* **WORK TO COMPLETE**: Starting at the line containing "FIND hazy horizon" and ending after the line containing "top-left (0, 0), bottom-right (450, 128)", echo those lines back verbatim.

* **TASK INPUTS**:
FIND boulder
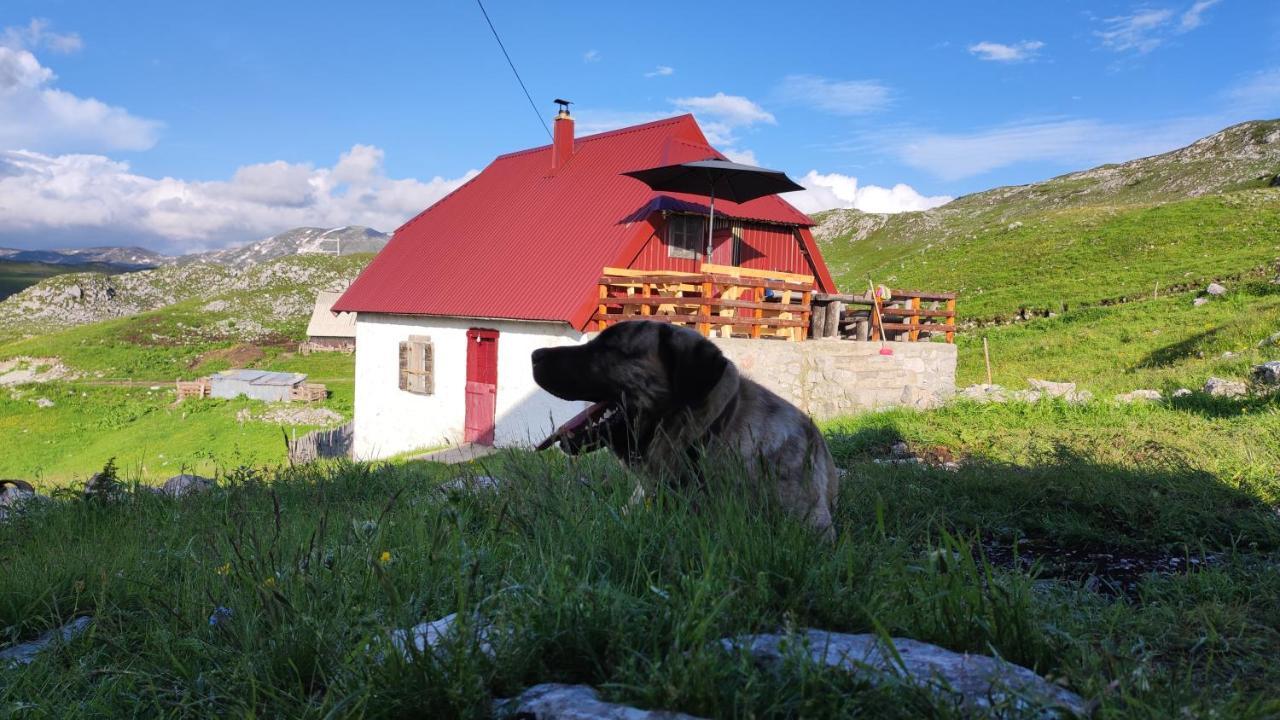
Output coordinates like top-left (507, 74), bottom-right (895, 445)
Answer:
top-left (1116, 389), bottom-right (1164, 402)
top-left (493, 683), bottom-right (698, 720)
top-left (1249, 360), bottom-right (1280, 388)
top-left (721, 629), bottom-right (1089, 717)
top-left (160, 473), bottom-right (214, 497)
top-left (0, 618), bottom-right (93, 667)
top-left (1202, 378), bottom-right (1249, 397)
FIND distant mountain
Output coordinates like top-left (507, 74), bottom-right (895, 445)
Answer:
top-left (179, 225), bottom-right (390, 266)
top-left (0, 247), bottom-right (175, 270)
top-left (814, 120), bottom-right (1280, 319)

...

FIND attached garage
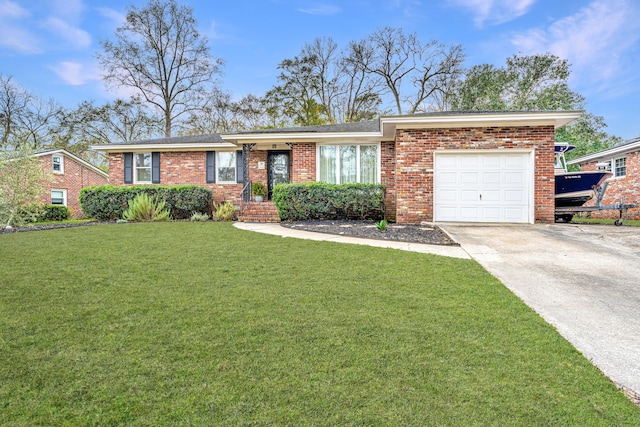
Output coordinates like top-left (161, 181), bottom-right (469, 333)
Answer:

--

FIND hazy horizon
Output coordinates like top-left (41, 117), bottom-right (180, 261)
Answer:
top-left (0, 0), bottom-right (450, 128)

* **FINAL RESULT**:
FIND hazy horizon
Output coordinates like top-left (41, 117), bottom-right (180, 261)
Answer:
top-left (0, 0), bottom-right (450, 128)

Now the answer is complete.